* Set problem 1
Extract the full film review below, word for word.

-- Source passage start --

A tasty insight into the end of an era.

SYDNEY FILM FESTIVAL: Director Paul Lacoste has clearly taken the culinary style of his subjects as his own artistic template. Like the dishes for which legendary father-son chefs, Michel Bras and Sébastian Bras are famous, Step Up to the Plate is an elegantly simple work, yet softly layered and richly rewarding.

Michel Bras has been one of the leading international chefs for several decades. He is renowned for creating exquisite presentations from the produce of his ancestral home, in the Aubrac region of south France; his signature dish, a salad plate (that meagre description hardly suffices) is comprised of dozens of different vegetables, leaves, herbs and flowers called Le Gargouillou. It is world famous and its composition is beautifully captured in Lacoste’s documentary for time immemorial.

Michel is on the verge of retirement and his son, the equally talented but individualistic Sébastian, is about to take over the family business. Over the course of Michel’s final year in charge (the passage of time captured by seasonal title-cards), Lacoste follows the men as they prepare for the transition of responsibility.

There is plenty of kitchen footage, of course; patrons should be warned to eat heartily prior to viewing this film lest your hunger pains prove crippling mid-session. But the underlying drama of Step Up to the Plate is in watching the intricate hierarchal psychology play out within the context of a family business that is generations old. Lacoste, making his factual feature debut, examines the legacy of gastronomic prowess, of the Bras’ heritage and connection to the land and its customs. Interviews with Michel’s elderly parents offer forceful opinion on the recipes of the multi-generational Bras boys; Sébastian’s own son, not yet 10 years old, is seen being home-schooled in the kitchen, just as his forefathers were.

-- Source passage end --

* Set problem 2
Pull out each line of the records below that contains the word "hand", and copy every such line in full.

-- Data entries start --

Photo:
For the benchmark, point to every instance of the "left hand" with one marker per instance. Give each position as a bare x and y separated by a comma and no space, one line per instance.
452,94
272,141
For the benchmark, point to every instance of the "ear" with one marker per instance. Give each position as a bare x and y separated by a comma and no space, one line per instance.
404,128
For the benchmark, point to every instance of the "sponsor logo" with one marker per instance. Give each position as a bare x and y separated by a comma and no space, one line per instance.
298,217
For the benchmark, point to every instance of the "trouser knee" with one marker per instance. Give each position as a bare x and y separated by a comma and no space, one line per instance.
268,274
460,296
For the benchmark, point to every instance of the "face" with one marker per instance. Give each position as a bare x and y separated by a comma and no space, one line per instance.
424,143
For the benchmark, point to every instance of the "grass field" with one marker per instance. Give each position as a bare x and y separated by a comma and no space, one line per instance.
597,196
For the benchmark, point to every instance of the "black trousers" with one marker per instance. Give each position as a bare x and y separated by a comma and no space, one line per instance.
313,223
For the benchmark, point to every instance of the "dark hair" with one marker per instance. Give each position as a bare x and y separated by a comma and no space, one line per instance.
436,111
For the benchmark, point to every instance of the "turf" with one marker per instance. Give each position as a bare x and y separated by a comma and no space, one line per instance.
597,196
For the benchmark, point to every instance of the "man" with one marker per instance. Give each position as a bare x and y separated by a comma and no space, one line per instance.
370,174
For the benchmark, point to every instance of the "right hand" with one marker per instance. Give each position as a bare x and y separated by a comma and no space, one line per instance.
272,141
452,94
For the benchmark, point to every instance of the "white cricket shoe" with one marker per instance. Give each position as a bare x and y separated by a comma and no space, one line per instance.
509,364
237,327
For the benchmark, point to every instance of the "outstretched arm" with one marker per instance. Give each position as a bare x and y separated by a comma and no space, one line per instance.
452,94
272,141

-- Data entries end --

* Exercise answer 1
A tasty insight into the end of an era.

SYDNEY FILM FESTIVAL: Director Paul Lacoste has clearly taken the culinary style of his subjects as his own artistic template. Like the dishes for which legendary father-son chefs, Michel Bras and Sébastian Bras are famous, Step Up to the Plate is an elegantly simple work, yet softly layered and richly rewarding.

Michel Bras has been one of the leading international chefs for several decades. He is renowned for creating exquisite presentations from the produce of his ancestral home, in the Aubrac region of south France; his signature dish, a salad plate (that meagre description hardly suffices) is comprised of dozens of different vegetables, leaves, herbs and flowers called Le Gargouillou. It is world famous and its composition is beautifully captured in Lacoste’s documentary for time immemorial.

Michel is on the verge of retirement and his son, the equally talented but individualistic Sébastian, is about to take over the family business. Over the course of Michel’s final year in charge (the passage of time captured by seasonal title-cards), Lacoste follows the men as they prepare for the transition of responsibility.

There is plenty of kitchen footage, of course; patrons should be warned to eat heartily prior to viewing this film lest your hunger pains prove crippling mid-session. But the underlying drama of Step Up to the Plate is in watching the intricate hierarchal psychology play out within the context of a family business that is generations old. Lacoste, making his factual feature debut, examines the legacy of gastronomic prowess, of the Bras’ heritage and connection to the land and its customs. Interviews with Michel’s elderly parents offer forceful opinion on the recipes of the multi-generational Bras boys; Sébastian’s own son, not yet 10 years old, is seen being home-schooled in the kitchen, just as his forefathers were.

* Exercise answer 2
For the benchmark, point to every instance of the "left hand" with one marker per instance. Give each position as a bare x and y separated by a comma and no space, one line per instance.
For the benchmark, point to every instance of the "right hand" with one marker per instance. Give each position as a bare x and y separated by a comma and no space, one line per instance.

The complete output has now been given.